Excerpt provided:
(begin)

KARVELAS: So was the Health Minister wrong to call Labor's policy a grab for money and a political statement back in November, in that case?

ANDREWS: Well, the Prime Minister also dealt with that in Question Time today and he said that clearly it would be a revenue-raising measure, and it would be.

KARVELAS: Jim Chalmers, is it politically safer for Labor if the Coalition makes this move? Are you hoping they do?

CHALMERS: We think it would be a good outcome for the country, Patricia, to change the way that tobacco excise is paid. We've said that for some months now. It really is quite bizarre that we had the current Treasurer, the former Prime Minister, the current Health Minister as you say, going around the country bagging this proposal from Labor and now we have some indication that it might be adopted. We have said for some months that it should be adopted. But what the effect will be in the Government is that it will open up another front in that civil war that's eating the Government up. You've got Abbott on the record saying that he doesn't support it, and now you've got Turnbull inching towards supporting it. You've got the Health Minister and the Treasurer on the record opposing it. So, I think it will be another interesting time in the Party for the next week or two for the Liberals as they try and work out where they stand on this. They haven't got an agreed position. They're split right down the middle on it. We've got an agreed position. We put it on the table some months ago and we stand by it.

KARVELAS: 0418 226 576 -- I'd love to get your texts and join our conversation. We're having a robust conversation. You know, now and then, I'm interrupting these guys -- I have to, it's part of the job. Scott Morrison has confirmed that superannuation tax concessions will be trimmed in the Budget or beforehand. Karen Andrews, what kind of changes should we be bracing for?

ANDREWS: Well, the Treasurer's made it pretty clear that he'll be making some announcements either in the Budget or in the lead up to.

CHALMERS: That's real clear! He's made it clear that there might be an announcement at some point!

KARVELAS: Are you frustrated, Karen, that you can't debate around a specific proposal but instead, you know, the answer has been -- and I've had many interviews on this program -- that we have to wait for a policy.

ANDREWS: Can I answer that in two parts, Patricia. Firstly, I'm an engineer so I like black and white. That's always good to the way I think. But I also think that we are much better to thoroughly work through what our position is, look at what the intended and the unintended consequence are and then announce the policy. The worst thing that we could be doing at this point in time, particularly in the lead-up to the Budget, because it is only a few weeks away at this stage, is bounce out there, makes some knee-jerk reactions and start a whole range of discussions.

CHALMERS: Two-and-a-half years in!

ANDREWS: That's actually an unfair comment Jim.

CHALMERS: What, you haven't been in Government for two-and-a-half years?


CHALMERS: You haven't been in Government for two-and-a-half years?

ANDREWS: That's not the point. We have been in Government, as you would know.

(end)

Complete the following:
(a) Write out the part of the interview transcript between "ANDREWS: Can I answer" and "range of discussions.", inclusive.
(b) Answer these questions using the interview transcript:
(i) What phone number does Karvelas give for listeners to send texts?
(ii) What profession does Andrews say she has?
(iii) Who does Karvelas say has confirmed that superannuation tax concessions will be trimmed?
(c) Continue the interview transcript from its final line.

Data excerpts:
(begin)

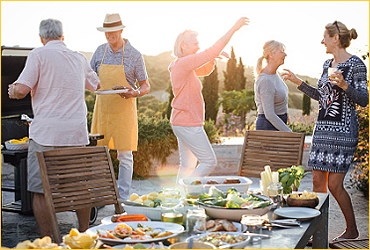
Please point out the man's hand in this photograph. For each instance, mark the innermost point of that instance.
(131, 93)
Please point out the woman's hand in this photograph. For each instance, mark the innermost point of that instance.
(337, 79)
(240, 23)
(224, 54)
(289, 75)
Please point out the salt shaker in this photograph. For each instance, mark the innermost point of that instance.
(196, 221)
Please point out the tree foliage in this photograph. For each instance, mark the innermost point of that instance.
(306, 104)
(230, 73)
(241, 80)
(210, 95)
(238, 102)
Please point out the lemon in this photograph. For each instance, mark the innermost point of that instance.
(139, 246)
(134, 196)
(85, 241)
(74, 232)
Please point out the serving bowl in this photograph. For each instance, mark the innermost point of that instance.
(233, 214)
(312, 203)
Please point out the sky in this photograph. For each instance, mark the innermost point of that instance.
(152, 26)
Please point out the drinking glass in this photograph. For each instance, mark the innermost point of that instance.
(196, 221)
(171, 192)
(253, 224)
(172, 212)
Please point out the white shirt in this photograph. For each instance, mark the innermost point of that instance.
(58, 77)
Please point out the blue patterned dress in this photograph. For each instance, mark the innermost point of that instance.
(335, 137)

(end)

Answer list:
(a)
ANDREWS: Can I answer that in two parts, Patricia. Firstly, I'm an engineer so I like black and white. That's always good to the way I think. But I also think that we are much better to thoroughly work through what our position is, look at what the intended and the unintended consequence are and then announce the policy. The worst thing that we could be doing at this point in time, particularly in the lead-up to the Budget, because it is only a few weeks away at this stage, is bounce out there, makes some knee-jerk reactions and start a whole range of discussions.

(b)
(i) 0418 226 576
(ii) Engineer
(iii) Scott Morrison

(c)
KARVELAS: That is an uncontestable fact, we're going to have to leave that there. It's true they've been in Government.

ANDREWS: So we'll leave that one alone. But it is sensible to work through a policy, to discuss it, to consult on it and to put together a sensible proposal going forward. Not doing something that has a whole range of consequences such as Labor's negative gearing policy which is clearly ill-advised and ill-thought through. And that's a demonstration of why you should actually thoroughly do your homework and make sure you know what you're talking about it before you open your mouth.

KARVELAS: Jim Chalmers, you're responsible for shaping Labor's superannuation policy which is to increase the contributions tax from 15 per cent to 30 per cent for people earning over $250,000, and also to tax all super earnings over $75,000 at 15 per cent. Realistically, given that framework which I thought I should spell out to people who don't remember, you haven't got much room to reject whatever the Coalition proposes, do you? Ultimately, we might end up landing at a bit of a bipartisan position on superannuation.

CHALMERS: Well, how would you know, Patricia? I mean it's more than two-and-a-half years into the term, six months since Turnbull and Morrison took over and we're no closer to knowing what the Government thinks about superannuation. We've only heard that there'll be a super policy before the Budget, then at the Budget, then before the Budget again. We've had all sorts of things put on the table and then ruled out. No Australian would have a clue what the Government intends to do with super because the Government doesn't have a clue what it intends to do with super. What we need is for the Government to put on the table what they think, we put on the table what we think in April of last year -- which is pretty extraordinary for an Opposition to put their cards on the table so far out from an election -- and the Australian people have the right to evaluate our plans against each other. Right now what we've got is a Government which goes around the country with this sort of desperate and unhinged scare campaign about Labor policies at the same time as they don't have any policies of their own. The sooner they put those policies on the table so people can evaluate them in a calm and considered way the better.

KARVELAS: Karen Andrews, this one is squarely in your Science portfolio. The Prime Minister unveiled some big, impressive names as appointees to the Innovation and Science Australia Board. Was it regrettable to have that shoe-horned into the start of such a hectic week? It didn't really get that much attention.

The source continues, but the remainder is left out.